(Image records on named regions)
****************************************

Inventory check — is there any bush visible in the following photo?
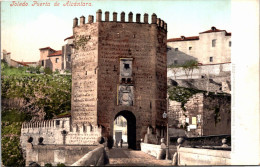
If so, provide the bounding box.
[44,67,52,74]
[44,163,52,167]
[107,136,114,149]
[57,163,66,166]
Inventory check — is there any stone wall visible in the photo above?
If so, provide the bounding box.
[62,43,72,71]
[170,135,231,148]
[141,143,177,159]
[72,10,167,148]
[167,27,231,65]
[169,93,231,137]
[178,147,231,165]
[20,117,101,150]
[26,143,97,166]
[71,146,109,166]
[1,98,26,109]
[167,63,231,79]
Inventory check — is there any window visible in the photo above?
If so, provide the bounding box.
[124,64,130,69]
[212,39,217,47]
[68,55,71,62]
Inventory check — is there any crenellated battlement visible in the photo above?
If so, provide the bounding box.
[73,9,167,31]
[21,117,102,149]
[22,118,101,133]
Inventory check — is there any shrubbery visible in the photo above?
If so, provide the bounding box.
[1,62,71,166]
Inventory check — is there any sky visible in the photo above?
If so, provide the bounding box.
[1,0,232,62]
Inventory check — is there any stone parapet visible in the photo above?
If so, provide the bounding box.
[20,117,101,152]
[73,9,167,31]
[178,147,231,165]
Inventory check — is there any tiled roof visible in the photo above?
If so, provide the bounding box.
[48,50,62,57]
[39,46,56,52]
[167,36,199,42]
[11,59,28,66]
[200,26,231,36]
[56,113,71,118]
[23,62,37,64]
[167,26,231,42]
[64,35,74,41]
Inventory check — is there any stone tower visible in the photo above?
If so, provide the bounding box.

****************************************

## TASK DETAILS
Reproduce every line, beginning with the line containing "Inventory check — is there any window" and continuing through the line containing "[22,118,101,133]", with the answers' bounding-box coordinates scaled by 2.05 and rounded to whole numbers, halves rounded up.

## SOLUTION
Inventory check — is there any window visible in the photo above?
If so, provide the bounding box.
[254,131,267,141]
[435,80,445,96]
[139,113,146,127]
Inventory check — is there any crenellated battlement visible in the photo above?
If so, provide the bounding box.
[150,18,342,64]
[43,240,209,305]
[45,242,207,273]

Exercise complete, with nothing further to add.